Quote every line of the data below word for word, without changing anything.

**DATA FOR THE TASK:**
● ● ● ●

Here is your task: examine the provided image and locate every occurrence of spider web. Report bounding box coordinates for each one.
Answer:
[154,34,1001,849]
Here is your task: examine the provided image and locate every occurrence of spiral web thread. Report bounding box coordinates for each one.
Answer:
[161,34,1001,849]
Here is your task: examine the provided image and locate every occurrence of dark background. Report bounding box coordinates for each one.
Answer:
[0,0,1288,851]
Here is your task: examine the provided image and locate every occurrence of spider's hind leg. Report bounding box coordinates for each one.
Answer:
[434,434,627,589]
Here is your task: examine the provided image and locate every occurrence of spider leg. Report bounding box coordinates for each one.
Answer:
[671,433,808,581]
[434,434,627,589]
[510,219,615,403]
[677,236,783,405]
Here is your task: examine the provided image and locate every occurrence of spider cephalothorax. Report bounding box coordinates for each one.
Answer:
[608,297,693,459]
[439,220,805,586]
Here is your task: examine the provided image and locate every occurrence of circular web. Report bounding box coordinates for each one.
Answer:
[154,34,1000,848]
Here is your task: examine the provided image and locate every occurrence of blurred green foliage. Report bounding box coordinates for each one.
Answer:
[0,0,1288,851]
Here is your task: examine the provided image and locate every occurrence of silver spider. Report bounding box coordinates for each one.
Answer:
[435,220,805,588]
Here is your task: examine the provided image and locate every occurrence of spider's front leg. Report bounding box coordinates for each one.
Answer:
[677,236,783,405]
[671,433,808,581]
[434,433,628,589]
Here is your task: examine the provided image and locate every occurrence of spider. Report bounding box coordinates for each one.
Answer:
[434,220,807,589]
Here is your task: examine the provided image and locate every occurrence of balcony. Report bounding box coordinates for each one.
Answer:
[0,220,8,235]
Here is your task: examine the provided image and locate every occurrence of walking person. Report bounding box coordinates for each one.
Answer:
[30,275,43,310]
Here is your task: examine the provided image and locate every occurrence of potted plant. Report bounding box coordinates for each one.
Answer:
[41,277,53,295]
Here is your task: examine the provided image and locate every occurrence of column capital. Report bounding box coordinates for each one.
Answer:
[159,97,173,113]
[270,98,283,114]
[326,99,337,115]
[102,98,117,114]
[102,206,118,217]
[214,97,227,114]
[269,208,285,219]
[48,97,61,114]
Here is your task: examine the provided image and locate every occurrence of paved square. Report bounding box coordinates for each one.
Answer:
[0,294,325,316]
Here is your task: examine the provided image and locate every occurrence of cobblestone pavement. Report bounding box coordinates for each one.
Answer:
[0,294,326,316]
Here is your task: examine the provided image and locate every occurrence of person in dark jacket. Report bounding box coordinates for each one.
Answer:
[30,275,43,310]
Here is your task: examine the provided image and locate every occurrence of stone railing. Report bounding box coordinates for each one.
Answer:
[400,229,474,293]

● ● ● ●

**THE ANSWER:**
Here is your task: examine the provided image and locate every occurrence of spider web. Report bounding box coordinates for each one.
Answer:
[154,34,1001,849]
Here is your task: examine the provided image and locate every occurrence of spiral web thread. Report bounding box coordinates for each one.
Answer:
[161,34,1001,849]
Here is your task: examine the provided image and locate every occurrence of dark background. Report bounding box coordinates for each one.
Answer:
[0,0,1288,851]
Here is your task: examine the provided image and locate every occurrence of spider's hind leg. Report bounding box coordinates for each one.
Answer:
[434,434,627,589]
Here is your task: examine the provided image and locate every occurrence of spider leg. Report bounding box coordinates for each one.
Answer:
[671,433,808,581]
[434,434,627,589]
[510,219,615,403]
[677,236,783,405]
Here is your task: examine the provided image and locate every occurrence of spider cephalothorax. Report bounding box coordinates for each one.
Answer:
[608,297,693,459]
[439,220,805,586]
Here is your task: examine the provided image and locate every occurrence of circular web. Report bounding box coordinates for each one.
Answer:
[154,34,1000,848]
Here is your task: examine the provided image and locate every occurrence of blurred green foliage. Report bounding box coordinates for each one.
Answer:
[0,0,1288,851]
Here is your task: examine the provided image and locate every occurrence of silver spider. Report bounding box coordinates for each one.
Answer:
[435,220,805,588]
Here is your task: examine the provided image and locate every occurrence of spider's front leg. Report bounding box coordinates for each one.
Answer:
[677,236,783,405]
[671,433,808,581]
[434,433,628,589]
Here is your task: examine the provided image and locate every occurrence of spider. Report bounding box coordinates for each one.
Answer:
[434,220,807,589]
Here is your task: examine the provided image and locate every occurrence of balcony. Report bounding box coordinates for each one.
Answer:
[0,220,8,235]
Here is your task: examine the provided image and locate every occurrence of walking person. Report bounding box coordinates for each one.
Answer:
[30,275,43,310]
Here is your task: examine the provided image and locate every occurrence of potted plant. Report bounding box coordinates for each one.
Answer:
[41,277,53,295]
Here is your task: examine the provided image and locate every occurrence of column capital. Report bounding box coordinates for each one.
Answer:
[159,97,173,113]
[270,98,283,114]
[326,99,337,115]
[102,98,117,114]
[102,206,118,217]
[214,97,227,114]
[269,208,285,219]
[48,97,61,114]
Here is your task: examine the provided image and locate every occurrence of paved square. Report bounding box coordinates for each one.
Answer:
[0,294,325,316]
Here is your task: examine the provided image and locate every occurrence of cobblestone pavement. Report bounding box coordinates for each one.
Answer:
[0,294,326,316]
Here is your task: examine the provided image and locate every occurrence of person in dark jacket. Report bounding box coordinates for each one.
Answer:
[30,275,43,310]
Here is your task: examine the provided image and locate every occurrence of stone railing. Report bounding box coordinates for each one.
Answer:
[400,229,474,293]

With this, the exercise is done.